● **Qué hacer**
1 – Por favor, enumera los familiares propios que menciona quien responde en la entrevista.
2 – Continúa la entrevista sobre los atracos y el tráfico de cocaína a partir de su última frase.
[Fragmento proporcionado]
Sí. La gente suele aumentar botines y delitos. Yo si no quiero contar algo no lo cuento, pero no digo mentiras. La gente que conoce mi historia la leería y vería que no estoy diciendo la verdad. Yo más que exagerar mis hazañas he tenido que esconder cosas. Y otras veces me he quedado corto. Cuando escribía en el libro sobre lo de trapichear con drogas, hablaba de una cantidad mucho menor que la vendíamos realmente. Un día mi primo Chispi, hablando de ello, me dijo la cantidad real, y me quedé de piedra. Otras anécdotas que parecían exageraciones quedaron fuera del libro. Cuando aún teníamos el cuartel general de la droga en casa de mi primo, salíamos con un cuarto de kilo de cocaína cada uno de su casa, tres veces por semana: él lo llevaba en unos libros, que dejaba en la guantera del coche, a la vista, y yo los metía en los bolsillos de un chándal que llevaba en una percha, no puesto. Alguna gente diría que eso es muy peliculero, pero fue así.

¿Cómo llevaban vuestras madres, abuelas y tías todo ese ir y venir de cocaína y actividades sospechosas?

Mi madre, hacia el final de mi carrera, ya se imaginaba lo que estaba haciendo. Por la gente con quien me juntaba, por lo que salía en televisión. Cuando veía que cuatro encapuchados habían entrado por las cloacas a un banco del barrio de Salamanca, se olía que tenía que ver conmigo. Mi abuela paterna también. Se imaginaban cosas pero no el alcance. Mi abuela me veía con mucho dinero y de viaje, pero no sospechaba que atracaba bancos. Me decía: “ten cuidado de que no salga nuestro nombre por ahí, que con tu padre ya la tuvimos”.
[/Fragmento proporcionado]
[Información proporcionada]
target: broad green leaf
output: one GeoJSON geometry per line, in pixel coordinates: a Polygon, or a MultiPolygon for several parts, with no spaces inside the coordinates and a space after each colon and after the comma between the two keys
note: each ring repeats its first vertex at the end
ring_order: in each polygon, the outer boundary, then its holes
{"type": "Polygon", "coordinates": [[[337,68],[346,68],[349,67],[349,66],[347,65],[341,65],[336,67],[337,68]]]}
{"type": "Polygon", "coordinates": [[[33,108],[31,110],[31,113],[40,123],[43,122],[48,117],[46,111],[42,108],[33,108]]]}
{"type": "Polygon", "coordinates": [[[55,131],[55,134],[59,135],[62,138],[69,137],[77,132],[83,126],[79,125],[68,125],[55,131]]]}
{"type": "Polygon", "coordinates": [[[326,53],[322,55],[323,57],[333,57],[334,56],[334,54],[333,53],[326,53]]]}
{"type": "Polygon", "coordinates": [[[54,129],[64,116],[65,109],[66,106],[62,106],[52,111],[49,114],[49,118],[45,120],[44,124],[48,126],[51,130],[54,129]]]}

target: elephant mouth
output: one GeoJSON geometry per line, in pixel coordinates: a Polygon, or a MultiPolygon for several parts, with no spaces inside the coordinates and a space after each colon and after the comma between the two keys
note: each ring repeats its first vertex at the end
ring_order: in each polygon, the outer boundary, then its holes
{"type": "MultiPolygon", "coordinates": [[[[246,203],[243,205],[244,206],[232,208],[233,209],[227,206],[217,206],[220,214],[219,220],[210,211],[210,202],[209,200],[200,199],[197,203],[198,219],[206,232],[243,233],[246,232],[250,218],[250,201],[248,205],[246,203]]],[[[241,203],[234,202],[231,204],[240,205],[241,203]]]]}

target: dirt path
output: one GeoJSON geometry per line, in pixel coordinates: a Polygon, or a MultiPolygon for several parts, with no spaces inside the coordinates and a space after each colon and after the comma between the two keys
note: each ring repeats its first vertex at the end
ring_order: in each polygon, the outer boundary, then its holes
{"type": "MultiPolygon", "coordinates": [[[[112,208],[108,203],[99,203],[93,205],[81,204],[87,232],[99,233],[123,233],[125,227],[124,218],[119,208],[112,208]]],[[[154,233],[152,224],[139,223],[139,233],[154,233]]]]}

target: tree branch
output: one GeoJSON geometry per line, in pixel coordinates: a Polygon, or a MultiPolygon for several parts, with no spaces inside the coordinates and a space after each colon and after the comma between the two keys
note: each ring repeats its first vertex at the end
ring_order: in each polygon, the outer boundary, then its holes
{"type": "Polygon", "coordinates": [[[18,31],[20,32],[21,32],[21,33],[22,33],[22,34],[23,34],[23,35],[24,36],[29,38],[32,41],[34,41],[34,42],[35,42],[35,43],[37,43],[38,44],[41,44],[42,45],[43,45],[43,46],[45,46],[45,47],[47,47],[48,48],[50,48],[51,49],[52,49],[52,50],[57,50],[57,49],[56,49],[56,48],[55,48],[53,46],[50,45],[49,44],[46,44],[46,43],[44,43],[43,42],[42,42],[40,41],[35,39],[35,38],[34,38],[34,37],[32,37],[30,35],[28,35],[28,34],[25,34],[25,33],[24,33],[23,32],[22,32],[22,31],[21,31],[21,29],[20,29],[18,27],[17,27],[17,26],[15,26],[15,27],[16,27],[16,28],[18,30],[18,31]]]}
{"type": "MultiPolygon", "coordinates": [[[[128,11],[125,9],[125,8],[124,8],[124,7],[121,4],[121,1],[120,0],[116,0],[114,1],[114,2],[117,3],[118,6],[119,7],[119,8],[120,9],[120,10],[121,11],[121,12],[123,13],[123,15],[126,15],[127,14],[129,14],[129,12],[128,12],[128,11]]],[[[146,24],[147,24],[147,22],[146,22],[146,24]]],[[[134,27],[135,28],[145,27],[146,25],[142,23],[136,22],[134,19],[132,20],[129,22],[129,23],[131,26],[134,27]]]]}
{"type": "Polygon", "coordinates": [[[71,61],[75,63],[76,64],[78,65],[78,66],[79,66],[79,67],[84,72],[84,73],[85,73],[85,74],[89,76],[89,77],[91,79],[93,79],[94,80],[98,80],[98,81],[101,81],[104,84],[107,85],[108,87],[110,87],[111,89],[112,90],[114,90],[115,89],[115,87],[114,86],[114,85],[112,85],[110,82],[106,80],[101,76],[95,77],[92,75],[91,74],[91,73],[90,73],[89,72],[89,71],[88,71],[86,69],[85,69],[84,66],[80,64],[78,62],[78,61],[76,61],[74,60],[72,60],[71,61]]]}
[/Información proporcionada]
● **Resultados en orden**
1 –
- Su primo Chispi
- Su madre
- Su abuela paterna
- Su padre

2 –
Me sorprende que con tanto despiporre no te engancharas a la cocaína, en plan Lobo de Wall Street.

La droga nunca entró en mi día a día. Lo utilizaba para ir de fiesta de tanto en cuando, con los colegas, pero yo tenía un trabajo fijo que no quería perder, me duchaba, hacía la comida… Nunca llevé ese tipo de vida. Para mí era un aperitivo, lo que me ponían con las copas. Pero si no tomo copas, no me meto rayas. No va con mi carácter. Además, ahora no podría ni aunque quisiera, porque estoy con la condicional.

Edward Bunker dice en todos sus libros, con diferentes frases, que “la culpa era de la sociedad”. La sociedad le trató con una violencia terrible, y le obligó a dejar de ser un niño.

Bueno, Bunker estuvo enganchado a la heroína inyectada. En aquella época no era tan fácil encontrar hipodérmicas, lo hacían con una aguja y un cuentagotas. Era otra época, y su familia estaba más desestructurada que la mía. Salvando la separación de mis padres, y lo de que mi padre fuese atracador de bancos, crecí en una infancia que quizás podría haber sido mejor, pero que no fue infeliz. Podría haber recibido una mejor educación, eso sí, podría haber estudiado… Pero no creo que a mí me hiciese así la sociedad. A mí me hizo así mi padre. Pagar con cárcel, estar separado de mi hijo, me ha hecho recapacitar bastante.  Si no tuviese un hijo quizás hubiese salido de la cárcel rebelde y con ganas de más guerra.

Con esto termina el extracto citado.